Passage fourni ▸
───
Préambule - Avant d'aller plus loin, avez-vous lu l'article SdD #4 : l'obsession de l'ascension jusqu'à la démesure ? Car l'article ci-dessous en est la suite...
L’intrigue suit immédiatement le final du tome précédent.
Habu se lance dans l’ultime l’escalade de l’Everest seul, en hivernale, sur un versant inédit et sans oxygène, tandis que Fukamachi l’observe et le photographie en entamant sa descente (incapable lui-même de continuer l’ascension).
Et ce qui devait finir par arriver arriva, Fukamaschi perd Habu de vue, et celui-ci ne redescendra pas de l’Everest. À son retour au Japon, la presse grand public s’est emparée du sujet… Mais devant les contre-vérités qu’il découvre partout, Fukamachi décide de publier sa version des faits et de dévoiler qui était vraiment Habu Joji.
Puis rapidement, l’appel de l’Himalaya revient à lui, de plus en plus pressant…

Dernier tome d’une fresque alpine devenue culte, ce cinquième volet du Sommet des Dieux atteint une intensité émotionnelle rare. Le récit alterne entre l’observation presque sacrée de la tentative solitaire de Habu Joji et le lent basculement intérieur de Fukamachi, témoin brisé d’une ascension impossible. Pour la première fois dans la série, la narration bascule (temporairement) du côté de Habu à la première personne, confirmant un esprit habité par l’obsession de la cime et par un rapport presque métaphysique à la montagne.
Si mes jambes refusent d’avancer, j’irai sur mes mains.
Si mes jambes refusent à leur tour, j’irai sur les doigts.
Et si mes doigts ne veulent pas… J’irai en mordant la neige à coup de dents.
Si je n’y arrive pas avec les dents, il me restera les yeux.
(…)
Si vraiment il n’y a plus moyen d’avancer même en y mettant toutes mes forces… Alors… J’irai avec le cœur.– Habu Joji
Fukamachi, lui – de retour au Japon – se heurte à une presse avide de sensationnel, multipliant approximations et falsifications. Cette dimension apporte une réflexion puissante sur la responsabilité envers la vérité et la mémoire des disparus.
Le lecteur plonge à nouveau dans une expérience sensorielle rare : vents acérés, parois surhumaines, souffle qui se dissout dans l’absence d’oxygène. L’album excelle lorsqu’il montre la lutte de l’alpiniste contre lui-même, et contre cette frontière invisible où la volonté humaine se transforme en folie sacrée.
───
Consigne ▸
Recopiez le passage sur le Sommet des Dieux en commençant à « Si mes jambes refusent à » et en terminant à « en folie sacrée. », et remplacez-y « dents » par « ongles ». Les lignes ci-après forment un ensemble indépendant du passage.
───
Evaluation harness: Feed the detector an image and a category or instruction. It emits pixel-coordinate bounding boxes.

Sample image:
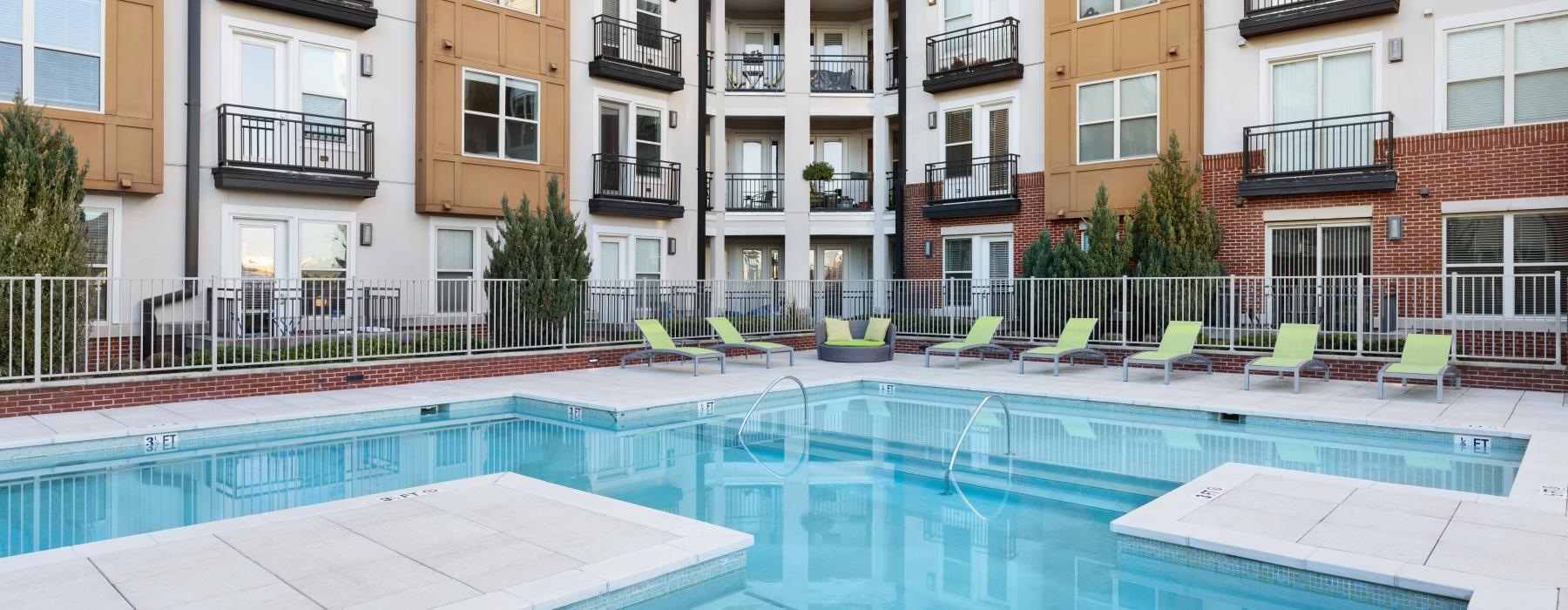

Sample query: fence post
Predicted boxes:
[1356,273,1368,356]
[1121,276,1132,347]
[207,276,218,370]
[33,273,44,377]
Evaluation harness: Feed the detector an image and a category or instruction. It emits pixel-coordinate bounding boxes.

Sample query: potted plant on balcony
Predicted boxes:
[800,161,833,207]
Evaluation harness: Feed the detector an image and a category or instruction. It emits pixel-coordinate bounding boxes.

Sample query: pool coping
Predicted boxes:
[0,472,754,610]
[1110,463,1558,610]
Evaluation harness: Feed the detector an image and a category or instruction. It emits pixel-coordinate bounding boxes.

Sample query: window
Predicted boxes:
[483,0,539,14]
[300,221,348,315]
[82,207,113,320]
[1443,212,1568,316]
[1078,74,1160,163]
[463,71,539,163]
[436,229,474,314]
[1444,14,1568,130]
[1078,0,1156,19]
[0,0,104,112]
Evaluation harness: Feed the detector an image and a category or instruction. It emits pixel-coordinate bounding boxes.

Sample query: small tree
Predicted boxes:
[0,96,91,373]
[484,177,591,345]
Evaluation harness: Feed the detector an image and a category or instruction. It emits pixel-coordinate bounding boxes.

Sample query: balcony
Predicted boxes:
[588,152,686,218]
[1235,113,1399,198]
[588,14,686,91]
[922,155,1023,218]
[811,55,872,92]
[1239,0,1399,37]
[808,171,872,212]
[212,104,380,200]
[923,17,1024,92]
[725,53,784,92]
[233,0,380,30]
[725,174,784,212]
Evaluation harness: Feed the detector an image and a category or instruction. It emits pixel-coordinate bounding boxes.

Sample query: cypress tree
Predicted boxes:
[0,96,91,373]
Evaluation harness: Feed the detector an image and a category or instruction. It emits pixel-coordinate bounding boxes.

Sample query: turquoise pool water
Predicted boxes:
[0,384,1524,608]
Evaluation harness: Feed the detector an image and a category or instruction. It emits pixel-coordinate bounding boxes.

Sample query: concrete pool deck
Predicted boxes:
[0,351,1568,610]
[0,473,753,610]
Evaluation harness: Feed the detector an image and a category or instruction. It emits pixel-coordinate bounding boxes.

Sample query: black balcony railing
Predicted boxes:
[725,174,784,212]
[592,152,680,204]
[811,55,872,92]
[725,53,784,91]
[592,14,680,74]
[925,155,1017,204]
[808,171,872,212]
[1242,113,1394,179]
[925,17,1017,77]
[218,104,376,177]
[888,51,898,91]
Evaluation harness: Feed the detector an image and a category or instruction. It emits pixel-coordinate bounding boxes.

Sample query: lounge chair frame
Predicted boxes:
[1242,356,1328,394]
[1017,348,1110,376]
[1376,363,1464,404]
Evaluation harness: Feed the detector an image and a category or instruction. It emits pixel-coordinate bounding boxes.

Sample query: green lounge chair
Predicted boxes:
[621,320,725,376]
[707,316,795,369]
[925,315,1013,369]
[1121,320,1213,386]
[1017,318,1109,376]
[1242,324,1328,394]
[1376,334,1463,403]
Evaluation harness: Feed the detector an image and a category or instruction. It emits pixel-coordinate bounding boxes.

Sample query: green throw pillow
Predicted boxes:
[821,318,855,342]
[864,318,892,340]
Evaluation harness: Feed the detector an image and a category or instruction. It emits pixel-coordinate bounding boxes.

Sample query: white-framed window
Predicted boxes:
[480,0,539,14]
[0,0,104,112]
[463,67,541,163]
[436,227,478,314]
[1443,210,1568,316]
[1078,0,1159,20]
[1443,14,1568,130]
[1078,72,1160,163]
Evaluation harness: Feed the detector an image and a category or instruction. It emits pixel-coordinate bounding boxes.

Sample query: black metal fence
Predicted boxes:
[725,53,784,92]
[925,17,1017,77]
[725,174,784,212]
[811,55,872,92]
[592,152,680,204]
[218,104,376,177]
[925,155,1017,204]
[592,14,680,74]
[1242,113,1394,177]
───
Résultat ▸
Si mes jambes refusent à leur tour, j’irai sur les doigts.
Et si mes doigts ne veulent pas… J’irai en mordant la neige à coup de ongles.
Si je n’y arrive pas avec les ongles, il me restera les yeux.
(…)
Si vraiment il n’y a plus moyen d’avancer même en y mettant toutes mes forces… Alors… J’irai avec le cœur.– Habu Joji
Fukamachi, lui – de retour au Japon – se heurte à une presse avide de sensationnel, multipliant approximations et falsifications. Cette dimension apporte une réflexion puissante sur la responsabilité envers la vérité et la mémoire des disparus.
Le lecteur plonge à nouveau dans une expérience sensorielle rare : vents acérés, parois surhumaines, souffle qui se dissout dans l’absence d’oxygène. L’album excelle lorsqu’il montre la lutte de l’alpiniste contre lui-même, et contre cette frontière invisible où la volonté humaine se transforme en folie sacrée.